━━━━━ Input data ━━━━━

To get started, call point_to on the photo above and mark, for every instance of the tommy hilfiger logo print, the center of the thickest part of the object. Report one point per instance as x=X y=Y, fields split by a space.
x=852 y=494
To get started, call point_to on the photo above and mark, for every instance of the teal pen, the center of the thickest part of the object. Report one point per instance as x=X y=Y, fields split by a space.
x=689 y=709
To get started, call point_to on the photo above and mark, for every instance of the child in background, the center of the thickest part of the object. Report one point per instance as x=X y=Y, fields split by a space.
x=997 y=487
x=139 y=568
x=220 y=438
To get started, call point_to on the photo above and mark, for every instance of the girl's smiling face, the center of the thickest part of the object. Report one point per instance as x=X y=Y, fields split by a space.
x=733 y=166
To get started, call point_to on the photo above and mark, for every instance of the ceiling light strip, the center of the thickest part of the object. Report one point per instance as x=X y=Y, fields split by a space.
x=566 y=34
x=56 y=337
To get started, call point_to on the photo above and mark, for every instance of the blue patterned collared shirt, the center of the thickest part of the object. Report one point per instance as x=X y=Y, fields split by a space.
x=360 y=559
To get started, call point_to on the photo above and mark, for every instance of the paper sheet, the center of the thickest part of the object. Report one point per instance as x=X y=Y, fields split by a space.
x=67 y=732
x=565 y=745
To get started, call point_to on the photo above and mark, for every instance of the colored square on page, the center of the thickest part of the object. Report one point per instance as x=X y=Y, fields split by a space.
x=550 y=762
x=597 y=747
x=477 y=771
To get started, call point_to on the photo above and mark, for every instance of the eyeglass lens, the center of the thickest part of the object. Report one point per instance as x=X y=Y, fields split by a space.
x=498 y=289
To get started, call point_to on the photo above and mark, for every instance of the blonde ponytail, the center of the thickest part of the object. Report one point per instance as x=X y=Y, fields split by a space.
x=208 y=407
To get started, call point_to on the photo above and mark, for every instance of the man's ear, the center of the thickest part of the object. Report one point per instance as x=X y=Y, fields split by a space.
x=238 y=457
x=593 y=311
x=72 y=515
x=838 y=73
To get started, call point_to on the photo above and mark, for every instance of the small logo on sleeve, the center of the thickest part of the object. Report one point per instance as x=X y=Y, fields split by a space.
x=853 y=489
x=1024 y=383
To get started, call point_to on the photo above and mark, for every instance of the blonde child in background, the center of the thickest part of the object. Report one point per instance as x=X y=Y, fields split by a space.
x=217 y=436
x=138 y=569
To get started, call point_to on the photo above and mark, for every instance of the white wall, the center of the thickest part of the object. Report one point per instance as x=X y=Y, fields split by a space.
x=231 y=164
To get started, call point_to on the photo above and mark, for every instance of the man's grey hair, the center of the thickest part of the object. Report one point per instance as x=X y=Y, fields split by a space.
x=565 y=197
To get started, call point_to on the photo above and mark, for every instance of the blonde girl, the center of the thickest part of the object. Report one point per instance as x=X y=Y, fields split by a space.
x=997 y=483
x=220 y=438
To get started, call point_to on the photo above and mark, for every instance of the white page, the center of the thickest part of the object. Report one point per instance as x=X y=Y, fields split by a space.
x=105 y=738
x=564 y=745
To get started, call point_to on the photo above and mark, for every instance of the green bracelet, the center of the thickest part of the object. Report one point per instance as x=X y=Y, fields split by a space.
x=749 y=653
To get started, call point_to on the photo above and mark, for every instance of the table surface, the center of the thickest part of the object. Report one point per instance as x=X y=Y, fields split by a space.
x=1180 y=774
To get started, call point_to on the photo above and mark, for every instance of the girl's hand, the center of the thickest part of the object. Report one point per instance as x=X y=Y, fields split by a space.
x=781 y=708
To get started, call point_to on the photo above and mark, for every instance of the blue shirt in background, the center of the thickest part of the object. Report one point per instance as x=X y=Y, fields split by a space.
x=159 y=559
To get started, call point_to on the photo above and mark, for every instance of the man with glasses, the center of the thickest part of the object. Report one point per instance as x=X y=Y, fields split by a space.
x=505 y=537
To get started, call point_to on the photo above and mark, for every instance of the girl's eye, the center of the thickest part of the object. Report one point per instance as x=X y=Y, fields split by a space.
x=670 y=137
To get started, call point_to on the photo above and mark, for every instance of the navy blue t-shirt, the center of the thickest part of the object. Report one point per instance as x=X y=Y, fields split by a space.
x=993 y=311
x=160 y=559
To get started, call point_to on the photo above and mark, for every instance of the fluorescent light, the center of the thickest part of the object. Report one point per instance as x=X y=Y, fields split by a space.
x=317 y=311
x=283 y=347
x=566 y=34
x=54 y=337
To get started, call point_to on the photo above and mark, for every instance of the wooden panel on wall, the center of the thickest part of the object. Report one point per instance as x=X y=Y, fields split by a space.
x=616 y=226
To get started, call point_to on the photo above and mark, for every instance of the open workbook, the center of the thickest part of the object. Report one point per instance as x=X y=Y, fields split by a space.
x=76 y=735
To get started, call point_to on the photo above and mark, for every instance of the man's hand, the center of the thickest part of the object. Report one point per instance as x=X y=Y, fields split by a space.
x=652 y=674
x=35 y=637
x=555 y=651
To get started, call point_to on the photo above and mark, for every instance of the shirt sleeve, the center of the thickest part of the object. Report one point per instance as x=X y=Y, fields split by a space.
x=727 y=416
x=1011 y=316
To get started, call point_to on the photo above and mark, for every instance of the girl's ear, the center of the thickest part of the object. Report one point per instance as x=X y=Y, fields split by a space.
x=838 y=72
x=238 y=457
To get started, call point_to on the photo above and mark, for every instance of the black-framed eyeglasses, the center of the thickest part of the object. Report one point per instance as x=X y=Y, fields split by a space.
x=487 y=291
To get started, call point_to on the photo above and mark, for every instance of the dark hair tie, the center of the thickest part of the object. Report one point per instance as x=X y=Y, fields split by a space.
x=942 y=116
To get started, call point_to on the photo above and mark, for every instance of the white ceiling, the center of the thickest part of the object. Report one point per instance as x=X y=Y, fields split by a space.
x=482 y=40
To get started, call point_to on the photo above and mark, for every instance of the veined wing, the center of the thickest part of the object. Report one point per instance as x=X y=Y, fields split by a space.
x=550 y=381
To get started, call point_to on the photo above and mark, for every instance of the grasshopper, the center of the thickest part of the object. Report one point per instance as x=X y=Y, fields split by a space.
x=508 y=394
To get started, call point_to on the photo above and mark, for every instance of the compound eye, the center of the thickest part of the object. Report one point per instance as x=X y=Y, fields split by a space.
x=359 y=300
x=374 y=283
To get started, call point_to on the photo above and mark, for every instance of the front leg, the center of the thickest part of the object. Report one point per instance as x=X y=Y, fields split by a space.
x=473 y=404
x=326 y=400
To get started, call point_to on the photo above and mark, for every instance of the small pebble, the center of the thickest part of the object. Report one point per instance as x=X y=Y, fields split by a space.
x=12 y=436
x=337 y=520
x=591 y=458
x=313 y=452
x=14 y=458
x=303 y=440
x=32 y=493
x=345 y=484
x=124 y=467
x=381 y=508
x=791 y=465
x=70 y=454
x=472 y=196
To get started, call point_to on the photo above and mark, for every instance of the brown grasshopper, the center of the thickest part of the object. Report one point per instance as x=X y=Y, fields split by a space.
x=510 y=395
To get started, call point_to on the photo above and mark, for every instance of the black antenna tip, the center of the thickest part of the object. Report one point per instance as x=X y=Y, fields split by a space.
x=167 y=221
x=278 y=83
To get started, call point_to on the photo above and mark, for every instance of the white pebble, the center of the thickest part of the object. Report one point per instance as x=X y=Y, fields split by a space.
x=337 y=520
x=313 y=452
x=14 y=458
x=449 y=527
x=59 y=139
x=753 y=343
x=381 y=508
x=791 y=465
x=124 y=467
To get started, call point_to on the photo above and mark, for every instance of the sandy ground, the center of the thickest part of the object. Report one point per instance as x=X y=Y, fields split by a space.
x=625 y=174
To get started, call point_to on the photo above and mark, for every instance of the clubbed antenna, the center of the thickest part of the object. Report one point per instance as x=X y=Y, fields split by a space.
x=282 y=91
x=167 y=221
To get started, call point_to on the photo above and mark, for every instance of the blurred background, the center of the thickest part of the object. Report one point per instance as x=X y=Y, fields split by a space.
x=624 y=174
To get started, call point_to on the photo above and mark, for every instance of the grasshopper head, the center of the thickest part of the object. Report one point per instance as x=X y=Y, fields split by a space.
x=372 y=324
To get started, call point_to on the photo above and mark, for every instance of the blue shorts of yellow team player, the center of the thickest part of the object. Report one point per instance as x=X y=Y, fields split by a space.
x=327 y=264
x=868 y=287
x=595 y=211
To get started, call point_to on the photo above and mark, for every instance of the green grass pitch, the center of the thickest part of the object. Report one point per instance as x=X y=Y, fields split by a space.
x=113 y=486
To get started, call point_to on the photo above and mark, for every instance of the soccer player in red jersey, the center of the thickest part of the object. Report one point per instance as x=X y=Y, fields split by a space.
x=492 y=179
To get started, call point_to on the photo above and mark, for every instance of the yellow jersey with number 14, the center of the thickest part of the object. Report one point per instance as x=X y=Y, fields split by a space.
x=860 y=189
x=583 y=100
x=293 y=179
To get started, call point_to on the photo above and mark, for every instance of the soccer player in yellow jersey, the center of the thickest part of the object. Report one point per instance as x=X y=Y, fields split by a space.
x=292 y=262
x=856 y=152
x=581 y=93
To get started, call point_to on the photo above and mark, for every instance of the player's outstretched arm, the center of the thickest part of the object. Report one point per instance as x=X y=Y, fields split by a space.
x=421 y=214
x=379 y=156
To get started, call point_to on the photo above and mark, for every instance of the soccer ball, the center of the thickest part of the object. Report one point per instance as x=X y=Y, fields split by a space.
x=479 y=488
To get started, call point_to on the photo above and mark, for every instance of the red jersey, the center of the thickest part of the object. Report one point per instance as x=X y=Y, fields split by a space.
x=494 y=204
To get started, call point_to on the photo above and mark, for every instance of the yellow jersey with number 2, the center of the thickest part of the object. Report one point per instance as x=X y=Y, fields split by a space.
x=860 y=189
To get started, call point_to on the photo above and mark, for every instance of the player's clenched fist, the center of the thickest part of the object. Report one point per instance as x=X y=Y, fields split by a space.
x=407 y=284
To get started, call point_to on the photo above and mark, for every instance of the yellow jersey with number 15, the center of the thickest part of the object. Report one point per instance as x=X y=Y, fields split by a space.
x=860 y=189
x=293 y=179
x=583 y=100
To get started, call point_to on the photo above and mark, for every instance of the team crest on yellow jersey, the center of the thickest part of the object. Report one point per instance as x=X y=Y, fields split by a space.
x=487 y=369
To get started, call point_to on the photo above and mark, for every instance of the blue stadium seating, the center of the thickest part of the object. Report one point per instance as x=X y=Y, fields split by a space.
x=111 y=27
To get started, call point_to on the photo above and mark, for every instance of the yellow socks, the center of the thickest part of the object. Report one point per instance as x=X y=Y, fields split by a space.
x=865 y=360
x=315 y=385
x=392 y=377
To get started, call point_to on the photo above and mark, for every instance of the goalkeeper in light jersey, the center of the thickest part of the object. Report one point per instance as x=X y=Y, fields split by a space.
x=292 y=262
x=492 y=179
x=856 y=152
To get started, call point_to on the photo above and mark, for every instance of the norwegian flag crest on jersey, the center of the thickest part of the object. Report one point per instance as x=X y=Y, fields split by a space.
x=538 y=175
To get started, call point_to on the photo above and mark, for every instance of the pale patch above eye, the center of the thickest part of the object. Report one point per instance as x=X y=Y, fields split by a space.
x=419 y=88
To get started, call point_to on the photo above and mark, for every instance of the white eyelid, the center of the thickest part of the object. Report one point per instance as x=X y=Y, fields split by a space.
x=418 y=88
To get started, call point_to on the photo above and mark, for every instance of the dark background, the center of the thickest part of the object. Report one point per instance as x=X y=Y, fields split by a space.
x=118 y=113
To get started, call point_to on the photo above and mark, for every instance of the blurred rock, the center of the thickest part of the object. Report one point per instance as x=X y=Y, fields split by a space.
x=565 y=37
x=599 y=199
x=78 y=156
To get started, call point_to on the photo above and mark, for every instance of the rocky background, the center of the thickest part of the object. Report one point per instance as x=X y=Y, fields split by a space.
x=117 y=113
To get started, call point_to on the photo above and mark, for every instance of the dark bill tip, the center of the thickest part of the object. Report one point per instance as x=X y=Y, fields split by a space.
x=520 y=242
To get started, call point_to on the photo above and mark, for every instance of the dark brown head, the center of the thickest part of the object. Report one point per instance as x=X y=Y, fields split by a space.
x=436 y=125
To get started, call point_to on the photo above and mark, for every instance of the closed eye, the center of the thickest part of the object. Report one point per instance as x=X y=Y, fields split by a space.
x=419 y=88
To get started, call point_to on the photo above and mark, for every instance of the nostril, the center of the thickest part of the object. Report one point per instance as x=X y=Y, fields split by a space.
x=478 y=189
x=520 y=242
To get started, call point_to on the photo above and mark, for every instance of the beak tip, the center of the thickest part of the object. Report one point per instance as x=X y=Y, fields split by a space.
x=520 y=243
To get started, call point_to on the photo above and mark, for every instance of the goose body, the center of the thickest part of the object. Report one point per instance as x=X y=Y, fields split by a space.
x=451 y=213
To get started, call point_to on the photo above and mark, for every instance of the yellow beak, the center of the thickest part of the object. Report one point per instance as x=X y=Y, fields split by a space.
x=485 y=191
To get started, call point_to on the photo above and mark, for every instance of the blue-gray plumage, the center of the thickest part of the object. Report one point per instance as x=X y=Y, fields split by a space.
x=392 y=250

━━━━━

§ **Exercise prompt**
Each line, from the one that holds "of the goose" through the last line of the entries, must be repeated exactly. Leave out everything else.

§ **Answer space**
To get started, call point_to on the photo above and mark, for every instance of the goose body, the center of the thickest part of the object. Report one point per instance as x=X y=Y, fields split by a space.
x=451 y=213
To get started, call point_to on the photo above and mark, for every instance of the yellow beak, the center of the thickest part of the object. Report one point per instance as x=X y=Y, fields split by a space.
x=485 y=191
To get started, call point_to on the photo above and mark, for every instance of the blue-gray plumage, the center of the thickest part of the object. Report one point per instance as x=X y=Y, fields split by a space.
x=392 y=250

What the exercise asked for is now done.